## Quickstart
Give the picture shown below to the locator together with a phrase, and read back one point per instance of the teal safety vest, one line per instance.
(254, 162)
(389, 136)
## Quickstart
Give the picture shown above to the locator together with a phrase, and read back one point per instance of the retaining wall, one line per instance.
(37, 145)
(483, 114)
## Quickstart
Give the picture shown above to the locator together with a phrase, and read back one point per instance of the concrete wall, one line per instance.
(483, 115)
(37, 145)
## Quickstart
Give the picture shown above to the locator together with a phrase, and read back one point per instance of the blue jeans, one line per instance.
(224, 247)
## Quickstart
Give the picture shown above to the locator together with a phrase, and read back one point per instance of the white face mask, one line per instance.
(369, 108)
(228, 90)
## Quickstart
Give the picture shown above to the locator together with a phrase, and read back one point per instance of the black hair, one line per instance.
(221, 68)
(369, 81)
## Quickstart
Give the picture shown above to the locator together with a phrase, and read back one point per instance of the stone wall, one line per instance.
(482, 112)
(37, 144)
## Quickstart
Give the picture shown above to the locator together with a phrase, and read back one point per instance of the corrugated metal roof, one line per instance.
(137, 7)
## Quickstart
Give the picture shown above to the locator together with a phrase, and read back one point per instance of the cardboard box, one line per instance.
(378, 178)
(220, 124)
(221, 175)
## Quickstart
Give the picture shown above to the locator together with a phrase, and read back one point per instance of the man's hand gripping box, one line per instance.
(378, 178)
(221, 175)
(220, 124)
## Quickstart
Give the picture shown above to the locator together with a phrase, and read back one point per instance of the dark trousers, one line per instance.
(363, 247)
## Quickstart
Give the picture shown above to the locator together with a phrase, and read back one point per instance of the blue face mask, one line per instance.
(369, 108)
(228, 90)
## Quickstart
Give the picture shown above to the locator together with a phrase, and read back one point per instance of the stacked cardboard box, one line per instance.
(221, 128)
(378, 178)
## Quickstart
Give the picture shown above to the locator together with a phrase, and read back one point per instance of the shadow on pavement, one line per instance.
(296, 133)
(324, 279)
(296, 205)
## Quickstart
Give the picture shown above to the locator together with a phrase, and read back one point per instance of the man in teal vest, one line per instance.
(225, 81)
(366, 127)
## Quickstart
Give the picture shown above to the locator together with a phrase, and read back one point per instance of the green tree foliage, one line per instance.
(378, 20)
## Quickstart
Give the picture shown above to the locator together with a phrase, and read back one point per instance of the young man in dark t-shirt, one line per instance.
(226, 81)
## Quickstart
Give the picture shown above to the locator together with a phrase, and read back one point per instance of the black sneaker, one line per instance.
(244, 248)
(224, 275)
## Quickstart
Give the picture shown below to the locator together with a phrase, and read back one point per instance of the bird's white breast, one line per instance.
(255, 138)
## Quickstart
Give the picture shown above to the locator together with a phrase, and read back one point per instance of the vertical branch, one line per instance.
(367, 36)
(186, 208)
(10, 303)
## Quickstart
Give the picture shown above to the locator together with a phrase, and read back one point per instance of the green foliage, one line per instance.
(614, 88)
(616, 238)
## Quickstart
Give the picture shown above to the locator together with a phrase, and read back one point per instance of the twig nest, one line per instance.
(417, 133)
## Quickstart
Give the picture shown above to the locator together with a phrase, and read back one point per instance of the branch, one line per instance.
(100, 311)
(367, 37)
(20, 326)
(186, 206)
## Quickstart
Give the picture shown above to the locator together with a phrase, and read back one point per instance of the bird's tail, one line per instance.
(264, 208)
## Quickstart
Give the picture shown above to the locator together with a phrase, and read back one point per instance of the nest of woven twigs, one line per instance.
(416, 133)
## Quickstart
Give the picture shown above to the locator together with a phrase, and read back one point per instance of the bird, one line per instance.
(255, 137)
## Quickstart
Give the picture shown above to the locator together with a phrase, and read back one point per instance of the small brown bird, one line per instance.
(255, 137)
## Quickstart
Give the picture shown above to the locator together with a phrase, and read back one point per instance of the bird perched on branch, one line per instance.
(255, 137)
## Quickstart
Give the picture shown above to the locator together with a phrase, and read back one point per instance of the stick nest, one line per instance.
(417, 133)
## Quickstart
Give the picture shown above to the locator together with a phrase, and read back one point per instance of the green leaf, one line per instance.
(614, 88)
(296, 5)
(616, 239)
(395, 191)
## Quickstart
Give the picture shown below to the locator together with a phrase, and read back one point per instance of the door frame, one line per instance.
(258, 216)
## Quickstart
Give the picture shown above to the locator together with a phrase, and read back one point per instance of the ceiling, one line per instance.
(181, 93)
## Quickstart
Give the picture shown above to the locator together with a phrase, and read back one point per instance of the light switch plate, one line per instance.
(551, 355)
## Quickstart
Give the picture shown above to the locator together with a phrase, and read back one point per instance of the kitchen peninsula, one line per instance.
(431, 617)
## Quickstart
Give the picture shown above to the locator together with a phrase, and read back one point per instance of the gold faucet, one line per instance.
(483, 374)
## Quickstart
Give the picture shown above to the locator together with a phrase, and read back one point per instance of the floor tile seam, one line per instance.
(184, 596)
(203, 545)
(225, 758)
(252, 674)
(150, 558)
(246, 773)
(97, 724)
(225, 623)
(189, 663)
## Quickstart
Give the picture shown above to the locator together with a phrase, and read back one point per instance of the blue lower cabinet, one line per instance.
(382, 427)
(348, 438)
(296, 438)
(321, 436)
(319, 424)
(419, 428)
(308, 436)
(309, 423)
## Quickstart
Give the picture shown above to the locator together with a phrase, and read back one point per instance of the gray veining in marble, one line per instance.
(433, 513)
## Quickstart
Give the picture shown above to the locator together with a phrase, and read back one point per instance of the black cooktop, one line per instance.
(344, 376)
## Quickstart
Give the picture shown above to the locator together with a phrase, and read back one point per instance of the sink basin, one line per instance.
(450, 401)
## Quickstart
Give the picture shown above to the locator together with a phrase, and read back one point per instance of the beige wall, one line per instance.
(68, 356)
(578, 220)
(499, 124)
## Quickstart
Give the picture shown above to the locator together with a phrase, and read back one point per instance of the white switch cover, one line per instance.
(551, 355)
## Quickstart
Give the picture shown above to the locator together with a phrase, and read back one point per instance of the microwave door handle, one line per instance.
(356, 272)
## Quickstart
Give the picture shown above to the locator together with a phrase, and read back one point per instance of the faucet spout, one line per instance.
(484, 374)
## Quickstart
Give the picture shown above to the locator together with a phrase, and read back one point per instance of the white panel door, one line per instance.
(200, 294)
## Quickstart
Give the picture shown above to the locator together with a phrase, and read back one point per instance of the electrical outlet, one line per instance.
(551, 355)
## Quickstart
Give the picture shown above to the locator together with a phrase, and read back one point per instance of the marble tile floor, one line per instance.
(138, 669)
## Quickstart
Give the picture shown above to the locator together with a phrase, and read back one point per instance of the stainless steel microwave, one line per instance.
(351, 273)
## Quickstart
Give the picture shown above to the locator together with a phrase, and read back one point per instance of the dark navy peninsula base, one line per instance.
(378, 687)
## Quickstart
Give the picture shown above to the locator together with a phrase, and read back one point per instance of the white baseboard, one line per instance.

++++++++++++++++++++

## GOAL OF THE EXERCISE
Return every line of the records that contains the word "foliage".

## WRITTEN SOLUTION
Give the picture shown above to the locator together with a phrase, and read back one point per instance of the green tree foliage, one line per instance.
Give the picture shown above to the locator together with a phrase, and read back one point per instance of the green foliage, one line per instance.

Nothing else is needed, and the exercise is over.